BEGIN

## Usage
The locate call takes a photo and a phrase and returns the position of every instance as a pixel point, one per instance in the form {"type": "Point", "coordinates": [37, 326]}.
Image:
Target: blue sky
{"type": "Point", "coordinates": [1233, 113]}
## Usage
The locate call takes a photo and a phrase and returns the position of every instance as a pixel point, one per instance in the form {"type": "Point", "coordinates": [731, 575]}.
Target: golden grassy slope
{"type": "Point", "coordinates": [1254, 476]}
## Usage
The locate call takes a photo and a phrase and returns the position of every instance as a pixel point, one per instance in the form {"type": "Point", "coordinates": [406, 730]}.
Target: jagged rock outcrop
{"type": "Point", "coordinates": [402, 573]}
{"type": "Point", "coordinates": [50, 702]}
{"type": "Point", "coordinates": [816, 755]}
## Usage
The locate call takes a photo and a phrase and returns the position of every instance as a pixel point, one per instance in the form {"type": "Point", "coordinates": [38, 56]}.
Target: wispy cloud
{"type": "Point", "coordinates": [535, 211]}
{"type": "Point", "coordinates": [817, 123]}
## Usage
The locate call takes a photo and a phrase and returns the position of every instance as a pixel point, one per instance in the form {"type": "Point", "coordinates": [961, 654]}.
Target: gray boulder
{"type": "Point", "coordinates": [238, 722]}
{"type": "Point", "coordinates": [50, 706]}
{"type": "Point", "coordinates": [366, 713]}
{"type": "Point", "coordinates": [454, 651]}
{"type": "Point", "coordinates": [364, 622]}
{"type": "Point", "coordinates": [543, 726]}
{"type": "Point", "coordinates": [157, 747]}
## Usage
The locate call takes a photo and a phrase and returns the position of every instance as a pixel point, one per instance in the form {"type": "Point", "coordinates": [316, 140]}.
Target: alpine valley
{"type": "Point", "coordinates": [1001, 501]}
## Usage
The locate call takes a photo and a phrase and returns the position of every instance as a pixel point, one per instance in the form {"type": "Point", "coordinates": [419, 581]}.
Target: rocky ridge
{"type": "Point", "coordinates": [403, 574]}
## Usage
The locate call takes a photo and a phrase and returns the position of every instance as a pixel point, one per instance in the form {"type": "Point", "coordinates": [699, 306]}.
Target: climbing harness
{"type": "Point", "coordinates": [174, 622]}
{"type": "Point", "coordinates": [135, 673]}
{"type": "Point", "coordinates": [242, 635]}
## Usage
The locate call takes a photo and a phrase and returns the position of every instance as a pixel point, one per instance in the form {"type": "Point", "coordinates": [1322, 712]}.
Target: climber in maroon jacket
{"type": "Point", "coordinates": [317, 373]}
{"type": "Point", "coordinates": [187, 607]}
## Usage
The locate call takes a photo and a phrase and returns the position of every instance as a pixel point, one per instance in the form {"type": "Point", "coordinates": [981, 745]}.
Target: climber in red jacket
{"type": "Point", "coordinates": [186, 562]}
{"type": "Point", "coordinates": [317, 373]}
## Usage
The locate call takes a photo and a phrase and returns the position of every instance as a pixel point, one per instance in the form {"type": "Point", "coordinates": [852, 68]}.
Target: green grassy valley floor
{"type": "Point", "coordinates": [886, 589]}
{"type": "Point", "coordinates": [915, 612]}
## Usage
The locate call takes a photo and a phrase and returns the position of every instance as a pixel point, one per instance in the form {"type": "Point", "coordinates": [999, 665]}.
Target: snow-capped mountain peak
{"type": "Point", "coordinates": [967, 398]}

END

YOUR TASK
Copy every entry exactly, missing none.

TASK OUTPUT
## Usage
The locate call takes a photo and a phrase and returns the position of every instance as a pixel point, one per instance in the form {"type": "Point", "coordinates": [37, 326]}.
Image:
Target: blue sky
{"type": "Point", "coordinates": [1233, 113]}
## Usage
The locate call takes a photo and a phrase and returns the position of every instance as a pixel point, one per instance in the form {"type": "Point", "coordinates": [731, 575]}.
Target: golden grassy slope
{"type": "Point", "coordinates": [1254, 476]}
## Usage
The locate call takes a photo and a phrase and returns the position of every instance as a pixel point, one per instance in the form {"type": "Point", "coordinates": [406, 730]}.
Target: jagged rock outcrop
{"type": "Point", "coordinates": [402, 573]}
{"type": "Point", "coordinates": [50, 702]}
{"type": "Point", "coordinates": [816, 755]}
## Usage
The locate call takes a photo and a phrase and returns the position of every instance as a pixel point, one per instance in the form {"type": "Point", "coordinates": [38, 56]}.
Target: wispy cloud
{"type": "Point", "coordinates": [535, 211]}
{"type": "Point", "coordinates": [817, 123]}
## Usage
The locate call takes a photo and a phrase and returns the position of every instance as a pixel point, one per instance in the form {"type": "Point", "coordinates": [961, 654]}.
Target: gray boulder
{"type": "Point", "coordinates": [238, 722]}
{"type": "Point", "coordinates": [50, 706]}
{"type": "Point", "coordinates": [366, 713]}
{"type": "Point", "coordinates": [454, 651]}
{"type": "Point", "coordinates": [364, 622]}
{"type": "Point", "coordinates": [543, 726]}
{"type": "Point", "coordinates": [157, 747]}
## Usage
The locate call takes a photo and a phrase and returns the position of every instance as a pixel point, one per instance in the form {"type": "Point", "coordinates": [316, 140]}.
Target: alpine valley
{"type": "Point", "coordinates": [1001, 501]}
## Usage
The locate call takes a photo and a phrase and returns the position of every instance as a pixel point, one per instance in the form {"type": "Point", "coordinates": [419, 581]}.
Target: rocky ridge
{"type": "Point", "coordinates": [403, 574]}
## Usage
The locate call takes a photo and a phrase and returns the position of every instance as a pixel point, one per instance in the form {"type": "Point", "coordinates": [699, 306]}.
Target: climbing harness
{"type": "Point", "coordinates": [174, 622]}
{"type": "Point", "coordinates": [135, 673]}
{"type": "Point", "coordinates": [242, 635]}
## Usage
The locate call takes a photo and a phrase and returns the position of every instance as a pixel point, one per instance in the form {"type": "Point", "coordinates": [1322, 712]}.
Target: climber in maroon jacket
{"type": "Point", "coordinates": [317, 373]}
{"type": "Point", "coordinates": [187, 607]}
## Usage
The locate call takes a photo and a phrase and returns the position of every instance as a pixel point, one per instance in the form {"type": "Point", "coordinates": [981, 745]}.
Target: climber in red jacket
{"type": "Point", "coordinates": [186, 562]}
{"type": "Point", "coordinates": [317, 373]}
## Usage
The locate call takes a photo and a phrase and returns the position of every instance as a pixel point, one per instance in the form {"type": "Point", "coordinates": [852, 68]}.
Target: green grassy valley floor
{"type": "Point", "coordinates": [886, 589]}
{"type": "Point", "coordinates": [915, 612]}
## Usage
The locate call takes a photo and a phrase and returns the position of every instance as a pixel point, one per instance in the form {"type": "Point", "coordinates": [999, 665]}.
Target: snow-capped mountain peak
{"type": "Point", "coordinates": [967, 398]}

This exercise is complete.